== Segment start ==

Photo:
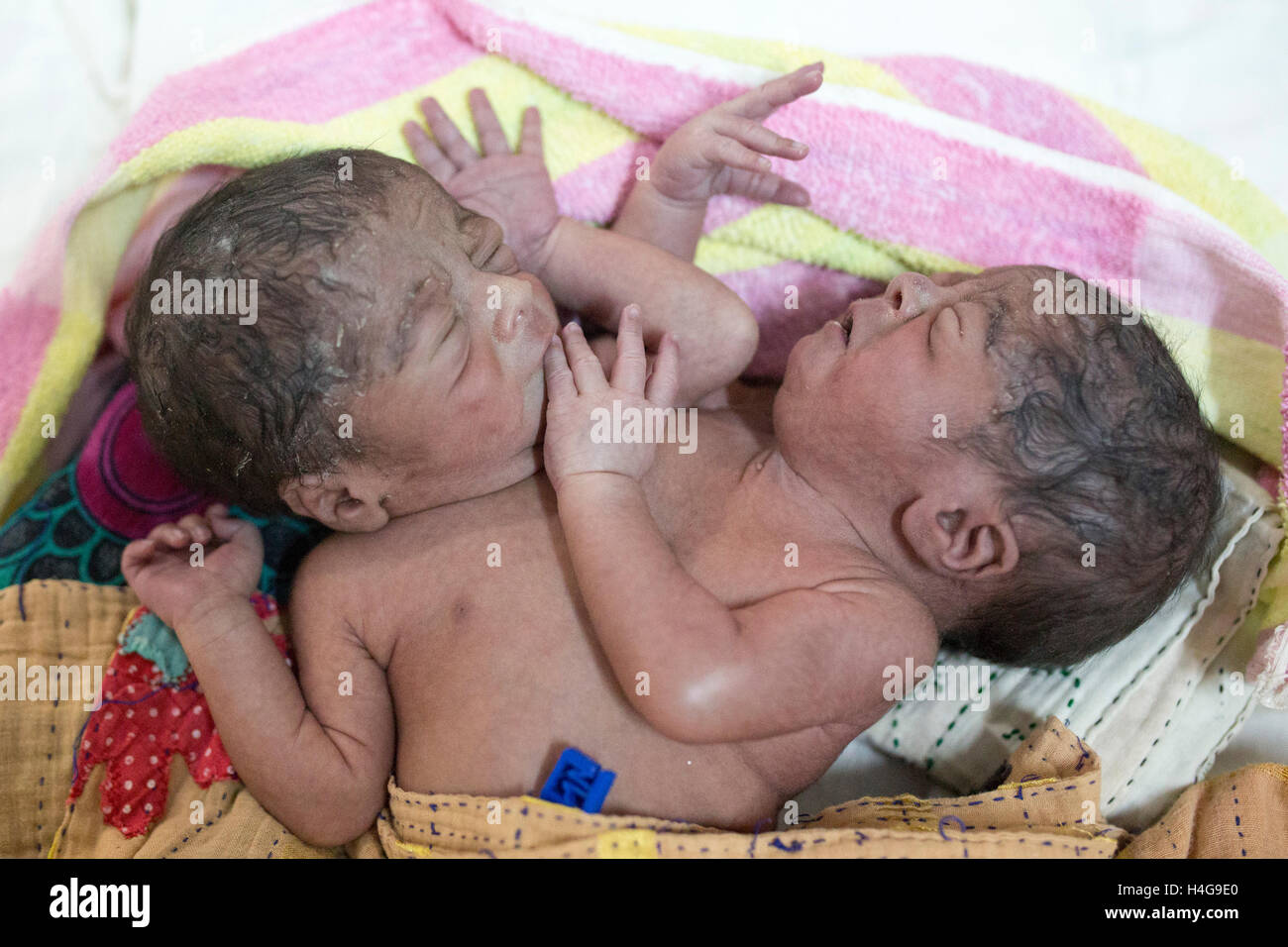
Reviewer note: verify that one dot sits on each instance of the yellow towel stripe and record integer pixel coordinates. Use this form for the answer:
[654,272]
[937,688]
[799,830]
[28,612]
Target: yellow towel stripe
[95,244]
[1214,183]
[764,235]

== Segment end ==
== Segment start ==

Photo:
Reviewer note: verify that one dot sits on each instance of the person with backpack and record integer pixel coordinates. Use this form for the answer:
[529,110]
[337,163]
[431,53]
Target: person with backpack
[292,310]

== Segment end ==

**Your goal**
Every line of the listing that holds "note" should be found and copied.

**Solution to the exercise**
Reviewer note: verify that one dot sits on each instance of the yellow towel stripe and record integer pixel coordinates. Use this form for the answer:
Reviewer note: verify that one dot sits on each instance of the person with backpack and record integer pixel coordinates. Use this form for the answer:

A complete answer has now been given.